Reproduce word for word the lines of the records below, from the line that contains "Annotate black nylon fabric with boxes." through the line that contains "[0,144,79,302]", with both of those lines included.

Data items:
************

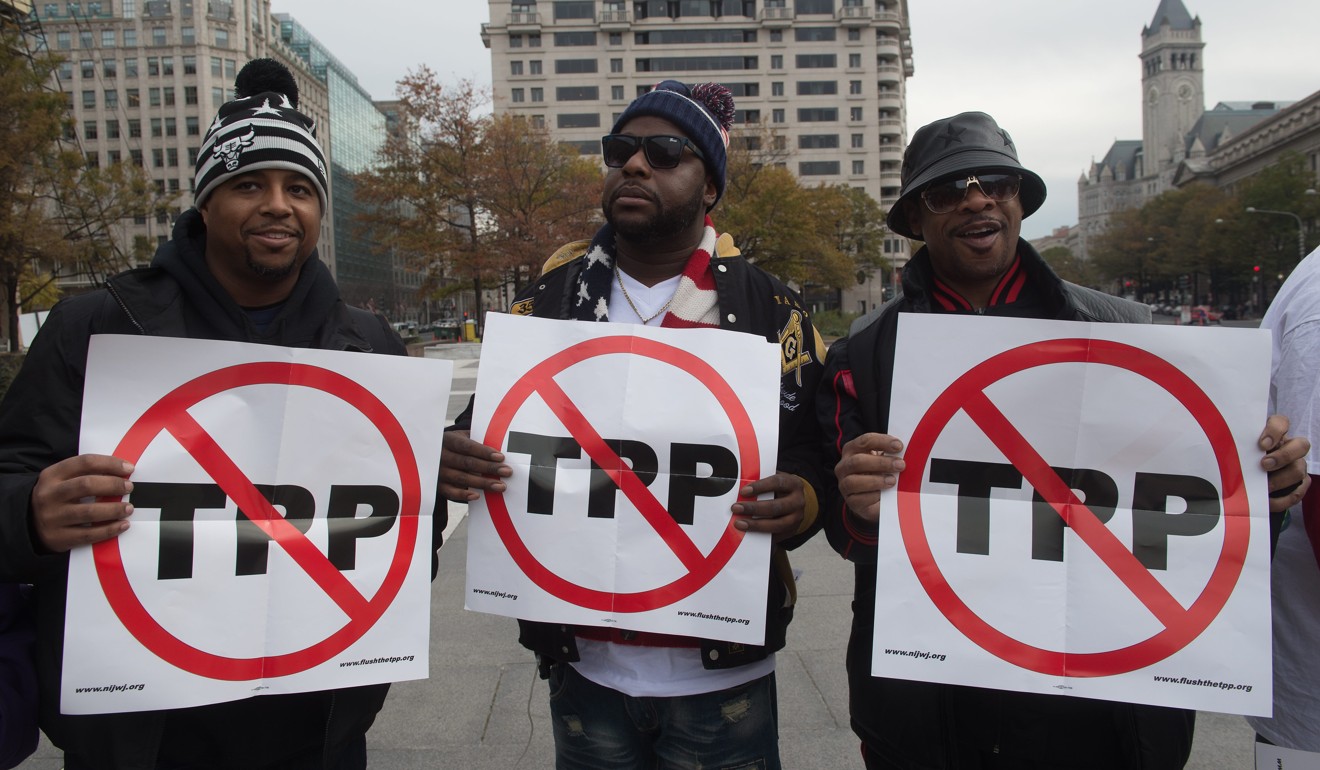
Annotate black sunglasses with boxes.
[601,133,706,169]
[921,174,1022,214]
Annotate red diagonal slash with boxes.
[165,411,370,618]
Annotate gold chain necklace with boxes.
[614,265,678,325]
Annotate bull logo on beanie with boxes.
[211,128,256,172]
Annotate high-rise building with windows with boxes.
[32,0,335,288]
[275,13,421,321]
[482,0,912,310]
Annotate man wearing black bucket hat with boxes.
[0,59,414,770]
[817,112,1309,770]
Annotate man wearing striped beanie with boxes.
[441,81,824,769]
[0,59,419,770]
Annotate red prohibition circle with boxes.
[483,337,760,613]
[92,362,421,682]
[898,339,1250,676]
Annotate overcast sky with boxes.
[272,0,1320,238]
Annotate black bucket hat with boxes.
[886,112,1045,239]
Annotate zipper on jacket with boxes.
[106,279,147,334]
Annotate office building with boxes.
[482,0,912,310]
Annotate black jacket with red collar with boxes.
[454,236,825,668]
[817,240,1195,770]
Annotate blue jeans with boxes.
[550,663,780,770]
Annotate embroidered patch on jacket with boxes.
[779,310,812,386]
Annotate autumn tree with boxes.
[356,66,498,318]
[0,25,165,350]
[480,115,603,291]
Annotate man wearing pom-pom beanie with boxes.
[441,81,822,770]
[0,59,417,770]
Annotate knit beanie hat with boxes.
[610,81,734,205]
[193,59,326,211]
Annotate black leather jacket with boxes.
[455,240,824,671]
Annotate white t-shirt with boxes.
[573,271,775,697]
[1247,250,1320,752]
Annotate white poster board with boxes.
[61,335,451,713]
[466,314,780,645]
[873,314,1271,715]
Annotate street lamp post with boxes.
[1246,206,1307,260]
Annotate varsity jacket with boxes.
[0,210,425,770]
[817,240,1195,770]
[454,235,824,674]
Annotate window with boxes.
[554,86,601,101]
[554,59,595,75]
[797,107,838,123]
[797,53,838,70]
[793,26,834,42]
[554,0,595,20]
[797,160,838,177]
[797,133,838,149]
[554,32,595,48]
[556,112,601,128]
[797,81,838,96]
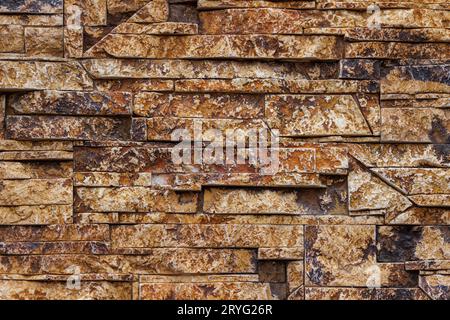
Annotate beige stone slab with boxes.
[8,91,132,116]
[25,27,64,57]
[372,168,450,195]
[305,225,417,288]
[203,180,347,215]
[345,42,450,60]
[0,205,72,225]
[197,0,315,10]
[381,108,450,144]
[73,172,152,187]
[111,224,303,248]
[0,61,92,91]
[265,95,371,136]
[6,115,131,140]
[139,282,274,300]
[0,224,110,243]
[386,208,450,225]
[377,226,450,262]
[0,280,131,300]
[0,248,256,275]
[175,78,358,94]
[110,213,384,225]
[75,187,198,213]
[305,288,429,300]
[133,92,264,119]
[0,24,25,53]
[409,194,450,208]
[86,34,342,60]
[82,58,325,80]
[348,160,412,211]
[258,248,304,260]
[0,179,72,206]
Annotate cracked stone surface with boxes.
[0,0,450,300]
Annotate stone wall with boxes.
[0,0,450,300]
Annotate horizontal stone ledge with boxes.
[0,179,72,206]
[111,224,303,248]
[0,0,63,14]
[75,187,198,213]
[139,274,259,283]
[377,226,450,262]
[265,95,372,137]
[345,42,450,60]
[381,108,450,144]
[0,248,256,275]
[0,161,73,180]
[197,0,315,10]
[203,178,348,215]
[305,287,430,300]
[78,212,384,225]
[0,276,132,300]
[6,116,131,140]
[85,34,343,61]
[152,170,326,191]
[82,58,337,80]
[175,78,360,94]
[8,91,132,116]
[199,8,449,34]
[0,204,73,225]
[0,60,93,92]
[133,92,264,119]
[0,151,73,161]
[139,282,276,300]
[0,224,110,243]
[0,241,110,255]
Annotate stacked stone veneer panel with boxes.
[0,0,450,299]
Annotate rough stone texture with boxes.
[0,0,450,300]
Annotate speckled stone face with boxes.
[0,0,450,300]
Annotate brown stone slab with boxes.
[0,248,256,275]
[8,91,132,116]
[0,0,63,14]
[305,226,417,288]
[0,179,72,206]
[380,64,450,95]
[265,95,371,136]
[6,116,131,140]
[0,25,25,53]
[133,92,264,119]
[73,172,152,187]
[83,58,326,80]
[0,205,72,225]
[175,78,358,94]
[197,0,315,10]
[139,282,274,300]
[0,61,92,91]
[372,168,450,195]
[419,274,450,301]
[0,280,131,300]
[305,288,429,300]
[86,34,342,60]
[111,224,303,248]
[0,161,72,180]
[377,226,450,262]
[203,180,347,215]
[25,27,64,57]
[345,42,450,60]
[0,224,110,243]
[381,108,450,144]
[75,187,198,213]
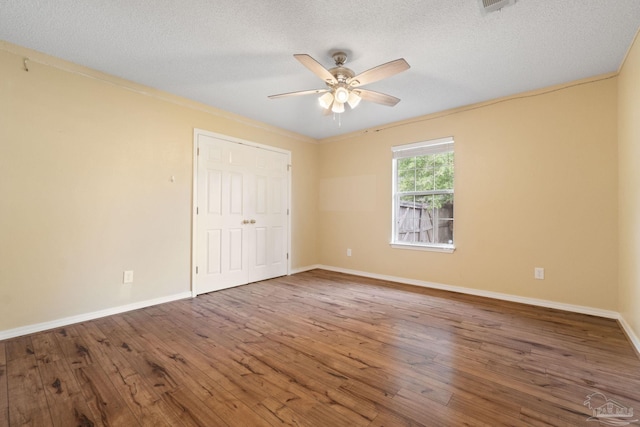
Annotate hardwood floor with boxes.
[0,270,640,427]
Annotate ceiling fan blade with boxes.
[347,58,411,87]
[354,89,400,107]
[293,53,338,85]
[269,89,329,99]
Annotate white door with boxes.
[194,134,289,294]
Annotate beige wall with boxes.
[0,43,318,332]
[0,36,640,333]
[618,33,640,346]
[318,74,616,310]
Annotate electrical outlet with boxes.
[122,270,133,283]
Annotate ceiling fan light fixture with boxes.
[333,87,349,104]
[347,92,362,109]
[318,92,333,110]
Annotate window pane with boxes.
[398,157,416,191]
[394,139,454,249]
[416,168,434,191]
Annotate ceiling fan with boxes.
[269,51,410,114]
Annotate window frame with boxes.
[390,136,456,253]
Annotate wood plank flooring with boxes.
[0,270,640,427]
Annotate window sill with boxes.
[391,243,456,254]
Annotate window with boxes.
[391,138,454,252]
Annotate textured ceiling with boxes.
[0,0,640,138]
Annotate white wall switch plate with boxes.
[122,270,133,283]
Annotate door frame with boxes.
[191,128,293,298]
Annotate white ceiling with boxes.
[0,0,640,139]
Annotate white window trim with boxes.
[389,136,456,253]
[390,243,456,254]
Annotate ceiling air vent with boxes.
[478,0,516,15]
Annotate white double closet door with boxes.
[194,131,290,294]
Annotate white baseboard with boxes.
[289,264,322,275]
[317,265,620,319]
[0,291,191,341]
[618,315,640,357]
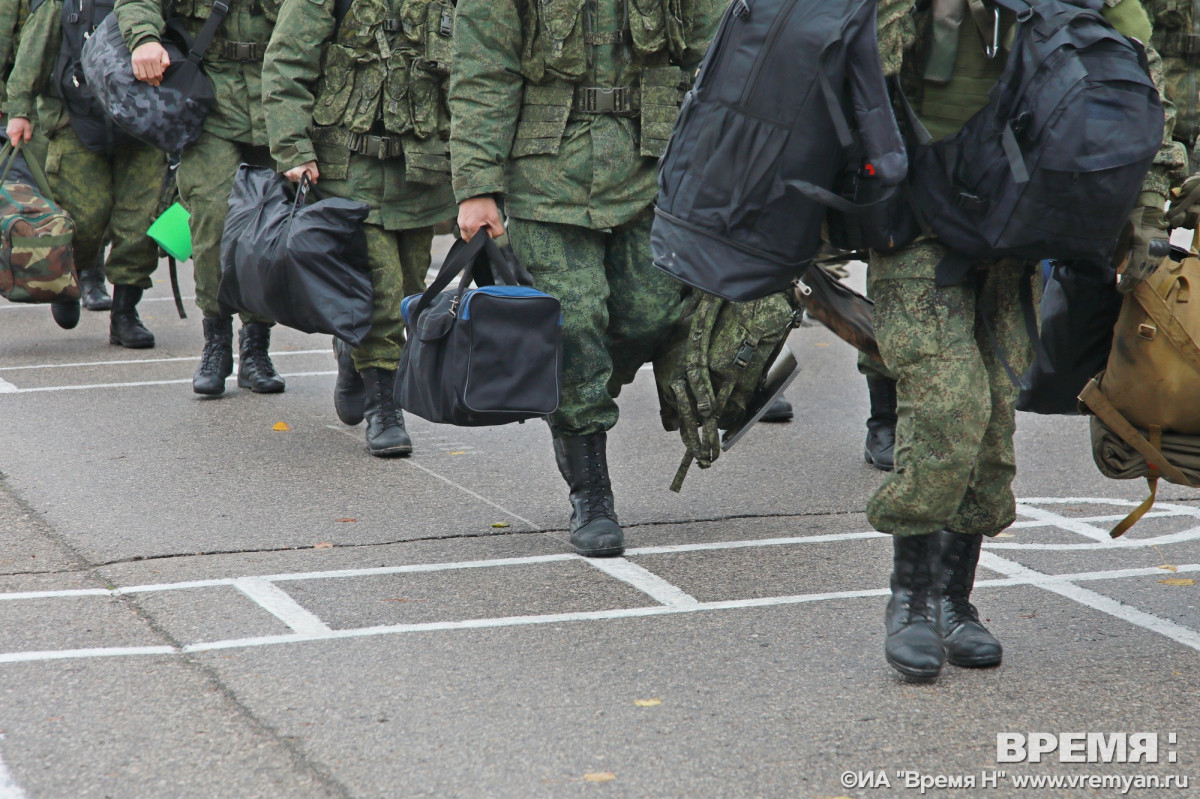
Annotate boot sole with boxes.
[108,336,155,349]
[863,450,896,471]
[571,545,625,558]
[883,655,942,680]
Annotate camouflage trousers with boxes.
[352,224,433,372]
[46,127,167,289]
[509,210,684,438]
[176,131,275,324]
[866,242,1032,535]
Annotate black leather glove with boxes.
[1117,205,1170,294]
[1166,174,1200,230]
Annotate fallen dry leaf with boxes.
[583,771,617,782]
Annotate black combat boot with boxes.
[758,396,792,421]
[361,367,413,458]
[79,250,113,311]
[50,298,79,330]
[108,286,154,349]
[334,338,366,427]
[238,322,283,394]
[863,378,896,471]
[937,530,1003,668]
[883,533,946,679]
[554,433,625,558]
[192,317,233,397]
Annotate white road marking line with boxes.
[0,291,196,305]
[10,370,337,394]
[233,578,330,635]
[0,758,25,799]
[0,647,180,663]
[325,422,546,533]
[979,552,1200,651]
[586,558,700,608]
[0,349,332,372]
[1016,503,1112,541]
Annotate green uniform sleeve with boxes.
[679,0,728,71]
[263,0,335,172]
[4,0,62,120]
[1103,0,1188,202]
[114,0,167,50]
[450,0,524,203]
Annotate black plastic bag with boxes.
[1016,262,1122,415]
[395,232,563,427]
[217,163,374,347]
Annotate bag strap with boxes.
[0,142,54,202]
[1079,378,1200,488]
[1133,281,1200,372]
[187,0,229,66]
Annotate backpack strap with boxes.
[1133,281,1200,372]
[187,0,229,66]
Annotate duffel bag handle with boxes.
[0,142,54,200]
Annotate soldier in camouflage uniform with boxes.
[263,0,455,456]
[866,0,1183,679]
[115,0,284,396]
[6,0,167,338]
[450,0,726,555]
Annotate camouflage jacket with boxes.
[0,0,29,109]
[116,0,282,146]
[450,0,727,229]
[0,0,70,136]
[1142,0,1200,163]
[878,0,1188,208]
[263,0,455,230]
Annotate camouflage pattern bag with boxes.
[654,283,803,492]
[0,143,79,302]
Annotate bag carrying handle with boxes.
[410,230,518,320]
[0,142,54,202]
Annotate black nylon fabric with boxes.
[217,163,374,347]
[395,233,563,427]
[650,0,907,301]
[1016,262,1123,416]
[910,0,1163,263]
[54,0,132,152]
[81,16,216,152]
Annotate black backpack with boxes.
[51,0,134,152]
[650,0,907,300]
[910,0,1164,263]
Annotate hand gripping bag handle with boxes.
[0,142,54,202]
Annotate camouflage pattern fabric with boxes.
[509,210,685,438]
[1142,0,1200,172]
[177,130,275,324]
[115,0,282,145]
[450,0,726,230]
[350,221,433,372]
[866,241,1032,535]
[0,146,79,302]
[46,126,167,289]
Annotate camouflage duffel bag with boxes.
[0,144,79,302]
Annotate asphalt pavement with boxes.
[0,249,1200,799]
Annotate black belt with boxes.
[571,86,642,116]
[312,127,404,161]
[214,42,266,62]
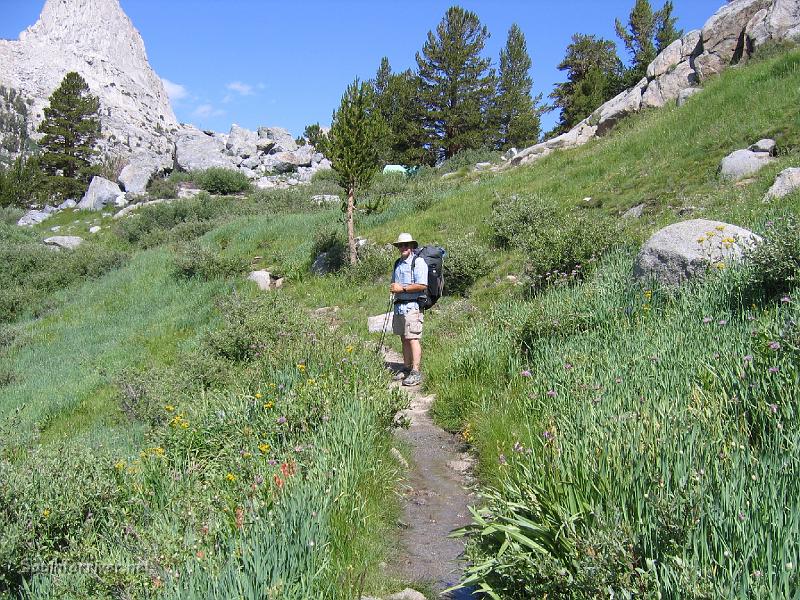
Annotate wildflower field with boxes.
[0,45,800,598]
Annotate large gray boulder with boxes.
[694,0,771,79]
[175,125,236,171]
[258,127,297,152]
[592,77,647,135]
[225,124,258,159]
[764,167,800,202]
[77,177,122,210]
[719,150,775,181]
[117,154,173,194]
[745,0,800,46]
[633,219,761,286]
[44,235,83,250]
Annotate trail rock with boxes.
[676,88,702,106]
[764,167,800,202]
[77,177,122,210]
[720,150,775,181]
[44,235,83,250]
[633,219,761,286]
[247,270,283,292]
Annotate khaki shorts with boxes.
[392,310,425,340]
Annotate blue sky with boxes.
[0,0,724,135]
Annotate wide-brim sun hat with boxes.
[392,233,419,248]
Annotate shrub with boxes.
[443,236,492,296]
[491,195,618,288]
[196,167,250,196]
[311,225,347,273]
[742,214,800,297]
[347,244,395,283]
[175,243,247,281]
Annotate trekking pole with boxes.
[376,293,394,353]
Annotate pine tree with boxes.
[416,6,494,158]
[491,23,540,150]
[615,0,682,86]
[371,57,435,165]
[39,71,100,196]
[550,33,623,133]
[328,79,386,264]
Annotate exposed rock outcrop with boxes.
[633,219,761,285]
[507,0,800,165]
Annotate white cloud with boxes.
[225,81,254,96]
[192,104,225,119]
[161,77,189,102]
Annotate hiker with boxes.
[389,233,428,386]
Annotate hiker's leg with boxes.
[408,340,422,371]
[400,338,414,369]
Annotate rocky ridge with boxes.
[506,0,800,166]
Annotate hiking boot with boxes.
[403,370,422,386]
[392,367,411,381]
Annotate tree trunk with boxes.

************

Answer to the task:
Annotate black nylon fabric with boxes.
[217,163,374,347]
[395,233,563,427]
[650,0,907,301]
[1016,262,1123,416]
[910,0,1163,263]
[54,0,132,152]
[81,16,216,152]
Annotate black backpack with boxes.
[51,0,134,152]
[650,0,907,300]
[910,0,1164,263]
Annotate hand gripping bag handle with boxes.
[0,142,54,202]
Annotate camouflage pattern fabric with boxes.
[509,210,685,438]
[1142,0,1200,172]
[177,130,275,324]
[115,0,282,145]
[450,0,726,230]
[350,221,433,372]
[866,241,1032,535]
[0,146,79,302]
[46,126,167,289]
Annotate camouflage duffel bag with boxes.
[0,144,79,302]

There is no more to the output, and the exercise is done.